> _Pedido escrito 1_
Segundo o trecho, qual é o nome do irmão da vítima ouvido na delegacia de polícia?

> _Trecho_
O irmão da vítima, Fabrício Barbosa dos Santos, quando ouvido
na delegacia de polícia, prestou uníssona declaração quanto aos deslindes do
caso, acrescentando, no concernente à possível participação do ora recorrente,
o que se segue: (...) "há uns quinze dias atrás o Gilsinho cobrou de sua
mãe desta feita com desaforo dizendo que ela era uma veia safada, veaca, e que
podia tomar vergonha na cara e lhe pagar; que seu irmão tomou conhecimento da
humilhação e desaforo que Gilson fez com sua mãe; houve um desentendimento com
o mesmo no qual seu irmão de uns pano de facão em Gilson, mas sem maiores
consequências; que depois dos desentendimentos que houve o Gilson e nem o
Niltinho ameaçavam diretamente ao seu irmão; que depois da morte do seu irmão é
que ouviu comentários de que o Niltinho teria dito que aqueles pano de facão
que seu irmão tinha dado no amigo dele não ia ficar de graça; (...) que afirma
o depoente que Gilsinho tem participação na morte do seu irmão, não podendo
afirmar de que jeito, se pagando, comprando arma para o mesmo (...) sic - fl.

> _Linhas de dados_
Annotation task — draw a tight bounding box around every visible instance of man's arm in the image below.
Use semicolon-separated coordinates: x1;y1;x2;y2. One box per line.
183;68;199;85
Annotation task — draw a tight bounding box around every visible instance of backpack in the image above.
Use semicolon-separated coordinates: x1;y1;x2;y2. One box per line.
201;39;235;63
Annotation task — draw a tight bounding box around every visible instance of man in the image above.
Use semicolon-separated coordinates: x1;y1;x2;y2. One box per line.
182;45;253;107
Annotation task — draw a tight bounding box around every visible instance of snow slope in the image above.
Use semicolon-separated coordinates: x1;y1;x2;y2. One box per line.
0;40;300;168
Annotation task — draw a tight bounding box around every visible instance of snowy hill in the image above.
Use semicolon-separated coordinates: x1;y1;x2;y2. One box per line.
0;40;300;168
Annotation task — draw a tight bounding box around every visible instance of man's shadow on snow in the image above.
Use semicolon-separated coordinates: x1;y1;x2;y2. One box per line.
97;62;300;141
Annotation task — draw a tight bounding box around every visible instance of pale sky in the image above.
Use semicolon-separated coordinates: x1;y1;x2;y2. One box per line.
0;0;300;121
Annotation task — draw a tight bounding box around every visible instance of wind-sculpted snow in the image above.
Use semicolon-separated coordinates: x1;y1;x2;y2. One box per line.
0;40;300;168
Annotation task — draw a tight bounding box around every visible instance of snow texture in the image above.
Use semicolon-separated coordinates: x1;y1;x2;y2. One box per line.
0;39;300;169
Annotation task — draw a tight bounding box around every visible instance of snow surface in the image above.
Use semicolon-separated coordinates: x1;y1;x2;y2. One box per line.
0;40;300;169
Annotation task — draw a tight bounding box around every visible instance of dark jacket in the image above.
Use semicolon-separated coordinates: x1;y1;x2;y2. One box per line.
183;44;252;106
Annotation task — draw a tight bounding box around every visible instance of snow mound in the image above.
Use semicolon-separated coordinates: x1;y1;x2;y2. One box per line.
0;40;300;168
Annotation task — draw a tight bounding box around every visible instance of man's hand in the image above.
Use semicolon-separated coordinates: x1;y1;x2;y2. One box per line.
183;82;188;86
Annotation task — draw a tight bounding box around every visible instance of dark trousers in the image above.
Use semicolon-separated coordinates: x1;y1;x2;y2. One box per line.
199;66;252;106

> _Pedido escrito 2_
Reescreva as linhas de dados que vão da linha que contém "jacket in the image above." até a última linha, ambas inclusive, com os pedidos. Nas respostas, desloque em 110 cada número das coordenadas.

> _Resposta completa 1_
Fabrício Barbosa dos Santos.

> _Resposta completa 2_
Annotation task — draw a tight bounding box around every visible instance of dark jacket in the image above.
Use semicolon-separated coordinates: x1;y1;x2;y2. One box per line.
293;154;362;216
Annotation task — draw a tight bounding box around every visible instance of snow mound in the image above.
Use semicolon-separated coordinates: x1;y1;x2;y2. One box per line.
110;150;410;278
Annotation task — draw a tight bounding box around every visible instance of man's hand in the image above.
Use semicolon-separated coordinates: x1;y1;x2;y2. One box per line.
293;192;298;196
Annotation task — draw a tight bounding box around every visible instance of dark trousers in the image above.
Use semicolon-separated coordinates: x1;y1;x2;y2. One box per line.
309;176;362;216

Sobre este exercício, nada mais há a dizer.